Exercise directions —
Restate the listing below word for word.

** Opening Records block **

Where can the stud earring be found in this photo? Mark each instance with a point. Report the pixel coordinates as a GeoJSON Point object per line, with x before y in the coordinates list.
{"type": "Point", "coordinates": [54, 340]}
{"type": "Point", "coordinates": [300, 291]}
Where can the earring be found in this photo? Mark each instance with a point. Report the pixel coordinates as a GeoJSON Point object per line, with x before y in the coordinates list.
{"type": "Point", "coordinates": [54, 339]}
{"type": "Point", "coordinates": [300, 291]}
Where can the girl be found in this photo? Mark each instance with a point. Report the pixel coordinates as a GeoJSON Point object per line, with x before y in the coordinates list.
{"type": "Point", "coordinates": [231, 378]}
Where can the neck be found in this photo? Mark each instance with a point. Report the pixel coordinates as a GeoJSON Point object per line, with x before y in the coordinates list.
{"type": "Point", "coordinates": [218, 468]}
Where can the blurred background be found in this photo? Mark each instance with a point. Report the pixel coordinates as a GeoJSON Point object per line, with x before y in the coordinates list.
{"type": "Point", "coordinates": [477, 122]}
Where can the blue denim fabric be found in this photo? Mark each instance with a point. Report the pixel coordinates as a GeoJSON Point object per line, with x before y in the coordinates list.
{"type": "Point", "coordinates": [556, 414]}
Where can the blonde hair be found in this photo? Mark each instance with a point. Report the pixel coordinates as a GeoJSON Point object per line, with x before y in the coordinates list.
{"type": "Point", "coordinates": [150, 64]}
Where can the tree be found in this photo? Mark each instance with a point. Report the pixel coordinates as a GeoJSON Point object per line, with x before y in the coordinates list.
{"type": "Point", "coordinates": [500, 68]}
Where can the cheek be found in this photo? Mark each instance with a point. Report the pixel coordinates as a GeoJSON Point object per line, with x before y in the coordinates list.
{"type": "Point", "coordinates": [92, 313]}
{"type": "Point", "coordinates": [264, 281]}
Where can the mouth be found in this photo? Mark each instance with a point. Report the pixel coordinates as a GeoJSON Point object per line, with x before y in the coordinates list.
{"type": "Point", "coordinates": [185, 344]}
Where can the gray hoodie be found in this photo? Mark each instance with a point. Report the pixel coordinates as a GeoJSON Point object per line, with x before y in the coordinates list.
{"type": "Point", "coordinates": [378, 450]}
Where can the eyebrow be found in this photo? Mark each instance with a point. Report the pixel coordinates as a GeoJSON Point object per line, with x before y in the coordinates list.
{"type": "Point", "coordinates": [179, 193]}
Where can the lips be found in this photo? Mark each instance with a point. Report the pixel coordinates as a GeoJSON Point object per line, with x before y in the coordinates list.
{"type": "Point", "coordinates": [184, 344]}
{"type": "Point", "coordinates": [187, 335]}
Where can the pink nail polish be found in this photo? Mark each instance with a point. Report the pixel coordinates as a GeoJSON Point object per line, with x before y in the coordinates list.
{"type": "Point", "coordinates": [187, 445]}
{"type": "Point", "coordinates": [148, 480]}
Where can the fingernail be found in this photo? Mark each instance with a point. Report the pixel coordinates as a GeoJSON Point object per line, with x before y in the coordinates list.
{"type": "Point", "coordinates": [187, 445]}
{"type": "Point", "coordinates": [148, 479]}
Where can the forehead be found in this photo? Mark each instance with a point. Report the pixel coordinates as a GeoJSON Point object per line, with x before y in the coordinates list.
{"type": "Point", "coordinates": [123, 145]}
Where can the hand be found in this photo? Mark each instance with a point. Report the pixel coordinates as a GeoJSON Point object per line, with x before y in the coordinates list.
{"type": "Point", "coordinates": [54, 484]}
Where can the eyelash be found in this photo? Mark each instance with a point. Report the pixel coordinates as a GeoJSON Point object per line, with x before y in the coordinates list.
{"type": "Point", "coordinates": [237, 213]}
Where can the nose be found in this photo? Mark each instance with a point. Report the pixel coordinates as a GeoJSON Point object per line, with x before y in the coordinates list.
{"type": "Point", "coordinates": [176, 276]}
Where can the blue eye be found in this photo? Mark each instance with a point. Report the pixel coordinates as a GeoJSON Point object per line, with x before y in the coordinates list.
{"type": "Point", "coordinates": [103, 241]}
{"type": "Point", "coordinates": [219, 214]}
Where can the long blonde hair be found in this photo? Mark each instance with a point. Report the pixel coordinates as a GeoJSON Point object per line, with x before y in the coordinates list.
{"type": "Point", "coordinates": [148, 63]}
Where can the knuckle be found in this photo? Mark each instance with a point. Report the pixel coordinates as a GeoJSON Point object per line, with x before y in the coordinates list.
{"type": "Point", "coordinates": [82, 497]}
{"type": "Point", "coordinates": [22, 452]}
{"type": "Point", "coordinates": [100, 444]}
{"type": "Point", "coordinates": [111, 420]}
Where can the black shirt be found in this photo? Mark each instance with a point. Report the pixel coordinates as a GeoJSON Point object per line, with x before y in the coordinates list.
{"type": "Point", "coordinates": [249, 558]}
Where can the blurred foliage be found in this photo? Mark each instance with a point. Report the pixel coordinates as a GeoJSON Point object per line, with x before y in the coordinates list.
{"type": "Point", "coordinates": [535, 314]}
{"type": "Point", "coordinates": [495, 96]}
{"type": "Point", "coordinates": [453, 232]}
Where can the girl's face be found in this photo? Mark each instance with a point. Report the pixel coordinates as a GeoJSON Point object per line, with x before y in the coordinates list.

** Closing Records block **

Response —
Where can the stud earring be found in this photo? Mark each instance with a point. Report the pixel coordinates as a GeoJSON Point object per line, with x before y in the coordinates list.
{"type": "Point", "coordinates": [54, 340]}
{"type": "Point", "coordinates": [300, 291]}
Where can the earring be found in this photo? Mark each instance with a point. Report the pixel coordinates as a GeoJSON Point object per line, with x before y in the coordinates list.
{"type": "Point", "coordinates": [54, 339]}
{"type": "Point", "coordinates": [300, 291]}
Where can the girl be found in this photo? Mark each instance with a point. Report the pixel coordinates as a GeoJSON Point object per line, with x before y in the coordinates list.
{"type": "Point", "coordinates": [231, 378]}
Where can the neck be found in this photo? Mark each instance with a point. Report the pixel coordinates as a GeoJSON Point object per line, with x before y in the coordinates list.
{"type": "Point", "coordinates": [218, 468]}
Where can the blurred background be found in this photo? Mark each instance with a point. Report the pixel coordinates as a GeoJSON Point object per line, with x before y in the coordinates list.
{"type": "Point", "coordinates": [477, 122]}
Where can the blue denim fabric be found in this photo? Mark each instance with a point. Report the pixel coordinates as a GeoJSON Point object per line, with x before y in the coordinates list.
{"type": "Point", "coordinates": [556, 414]}
Where can the blonde hair be found in this photo? Mark each instance with a point. Report the pixel coordinates as a GeoJSON Point object per line, with x before y in the coordinates list.
{"type": "Point", "coordinates": [150, 64]}
Where can the tree be found in this photo? Mark each instance with a point. Report the pixel coordinates as a GeoJSON Point object per line, with x before y in the coordinates list.
{"type": "Point", "coordinates": [500, 68]}
Where can the cheek be found in this photo? Mark each instance with a point. Report the pixel coordinates as a GeoJSON Point object per line, with x before y in the coordinates list.
{"type": "Point", "coordinates": [92, 313]}
{"type": "Point", "coordinates": [264, 281]}
Where can the mouth be found in this photo? Mark each instance with a point. Report the pixel coordinates as a GeoJSON Point object per line, with x before y in the coordinates list.
{"type": "Point", "coordinates": [185, 344]}
Where can the gray hoodie be found in this photo? Mark each instance with a point. Report the pixel coordinates as a GeoJSON Point object per line, with x before y in the coordinates list.
{"type": "Point", "coordinates": [378, 450]}
Where can the eyebrow be found in this photo? Mark each instance with a point. Report the pixel coordinates as a GeoJSON Point object per line, with x before y in the coordinates list.
{"type": "Point", "coordinates": [179, 193]}
Where can the lips be found in this photo? Mark each instance with a point. Report the pixel coordinates as a GeoJSON Point object per line, with x before y in the coordinates list.
{"type": "Point", "coordinates": [184, 344]}
{"type": "Point", "coordinates": [187, 335]}
Where can the pink nail polish be found in this photo? Mark each instance with a point. Report the pixel coordinates as a GeoJSON Point object per line, with x before y in the coordinates list.
{"type": "Point", "coordinates": [187, 445]}
{"type": "Point", "coordinates": [148, 480]}
Where can the fingernail be found in this photo? Mark each instance with a point. Report the pixel coordinates as a GeoJSON Point object per line, with x before y in the coordinates list.
{"type": "Point", "coordinates": [187, 445]}
{"type": "Point", "coordinates": [148, 479]}
Where can the forehead be found in this photo? Mark each instance with a point. Report the pixel coordinates as a GeoJSON Point object per line, with x before y in the coordinates list.
{"type": "Point", "coordinates": [123, 145]}
Where can the hand be found in this photo? Mark each instance with a point. Report the pixel coordinates as a GeoJSON Point object per line, with x before y in the coordinates list.
{"type": "Point", "coordinates": [54, 484]}
Where can the eyelash be found in this photo? Mark each instance with a point. Report the pixel coordinates as a GeoJSON Point object per line, with x before y in the coordinates list.
{"type": "Point", "coordinates": [237, 213]}
Where can the nose be found in this photo? Mark each instance with a point. Report the pixel coordinates as a GeoJSON Point object per line, with x before y in the coordinates list.
{"type": "Point", "coordinates": [176, 276]}
Where can the blue eye be found in this photo? Mark each instance with a point. Report the pixel coordinates as a GeoJSON Point object per line, with x before y in the coordinates list.
{"type": "Point", "coordinates": [103, 241]}
{"type": "Point", "coordinates": [219, 214]}
Where can the long blonde hair be found in this photo? Mark each instance with a point. Report the pixel coordinates as a GeoJSON Point object per line, with x before y in the coordinates list.
{"type": "Point", "coordinates": [148, 63]}
Where can the knuckle be found in this photo? Mark each instance with a point. Report the pixel coordinates as a GeoJSON Point object per line, with x before y in the coordinates list.
{"type": "Point", "coordinates": [82, 497]}
{"type": "Point", "coordinates": [22, 452]}
{"type": "Point", "coordinates": [100, 444]}
{"type": "Point", "coordinates": [111, 420]}
Where can the black shirt be found in this photo? Mark each instance with a point. Report the pixel coordinates as a GeoJSON Point object per line, with x before y in the coordinates list.
{"type": "Point", "coordinates": [249, 558]}
Where can the blurred foliage be found in this photo? Mark each instance with a point. Report the pixel coordinates as a GeoJSON Point object per line, with x before y in the coordinates list.
{"type": "Point", "coordinates": [535, 314]}
{"type": "Point", "coordinates": [495, 96]}
{"type": "Point", "coordinates": [453, 232]}
Where can the girl's face be found in this photo? Mark each instance with a point. Report the pixel coordinates as a GeoJSON Point object per line, with x before y in the coordinates list.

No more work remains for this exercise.